▶ [Work instruction]:
Give the entries again, precisely as they were written.

─── Data for this exercise ───

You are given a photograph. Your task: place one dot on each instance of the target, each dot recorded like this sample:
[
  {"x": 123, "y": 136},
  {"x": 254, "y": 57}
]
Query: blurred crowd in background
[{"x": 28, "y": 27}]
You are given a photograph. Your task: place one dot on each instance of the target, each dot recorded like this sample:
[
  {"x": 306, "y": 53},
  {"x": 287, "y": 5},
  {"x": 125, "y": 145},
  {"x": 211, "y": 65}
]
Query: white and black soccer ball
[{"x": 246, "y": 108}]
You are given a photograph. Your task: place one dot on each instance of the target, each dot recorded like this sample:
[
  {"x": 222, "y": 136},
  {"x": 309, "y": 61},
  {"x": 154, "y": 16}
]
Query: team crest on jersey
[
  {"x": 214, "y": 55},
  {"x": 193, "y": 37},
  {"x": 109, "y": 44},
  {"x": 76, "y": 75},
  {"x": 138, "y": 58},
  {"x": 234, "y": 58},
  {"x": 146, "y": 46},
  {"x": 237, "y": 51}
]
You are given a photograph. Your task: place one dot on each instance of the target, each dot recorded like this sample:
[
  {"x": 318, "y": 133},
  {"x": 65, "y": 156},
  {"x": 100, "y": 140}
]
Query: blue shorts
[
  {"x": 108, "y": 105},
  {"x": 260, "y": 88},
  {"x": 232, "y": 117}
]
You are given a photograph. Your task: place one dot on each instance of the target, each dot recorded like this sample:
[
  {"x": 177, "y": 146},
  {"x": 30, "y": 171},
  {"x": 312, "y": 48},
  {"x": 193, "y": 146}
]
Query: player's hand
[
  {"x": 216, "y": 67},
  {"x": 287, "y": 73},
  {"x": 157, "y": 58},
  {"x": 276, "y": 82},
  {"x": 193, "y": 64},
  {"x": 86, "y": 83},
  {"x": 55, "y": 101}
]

───

▶ [Answer for this exercise]:
You are given a photograph. Your task: place one dot on each instance of the target, each dot recorded like this sample:
[
  {"x": 123, "y": 136},
  {"x": 254, "y": 57}
]
Query: blurred crowd in background
[{"x": 28, "y": 27}]
You are given a photograph. Your task: place one dot on each instance of the target, each dot recorded like this sample:
[
  {"x": 306, "y": 53},
  {"x": 287, "y": 5},
  {"x": 125, "y": 145},
  {"x": 211, "y": 65}
]
Query: white and black soccer ball
[{"x": 246, "y": 108}]
You are given a photograph. Your task: place one dot on each instance of the target, each dot recorded like this sample:
[
  {"x": 222, "y": 136},
  {"x": 309, "y": 61},
  {"x": 154, "y": 16}
]
Query: team crest on jersey
[
  {"x": 214, "y": 55},
  {"x": 193, "y": 37},
  {"x": 109, "y": 44},
  {"x": 76, "y": 75},
  {"x": 138, "y": 58},
  {"x": 234, "y": 58},
  {"x": 146, "y": 46},
  {"x": 237, "y": 51}
]
You are given a photograph. Your task: place one dot on each instance of the target, each dot recorded like this sample:
[
  {"x": 318, "y": 133},
  {"x": 65, "y": 156},
  {"x": 100, "y": 140}
]
Query: blue shorts
[
  {"x": 108, "y": 105},
  {"x": 260, "y": 88},
  {"x": 232, "y": 117}
]
You are given a photograph. Your task: place one dot on each instance of the target, each dot recorded like this sample:
[
  {"x": 177, "y": 146},
  {"x": 30, "y": 171},
  {"x": 312, "y": 48},
  {"x": 193, "y": 146}
]
Query: player's hand
[
  {"x": 216, "y": 67},
  {"x": 287, "y": 73},
  {"x": 157, "y": 58},
  {"x": 276, "y": 82},
  {"x": 193, "y": 64},
  {"x": 86, "y": 83},
  {"x": 55, "y": 101}
]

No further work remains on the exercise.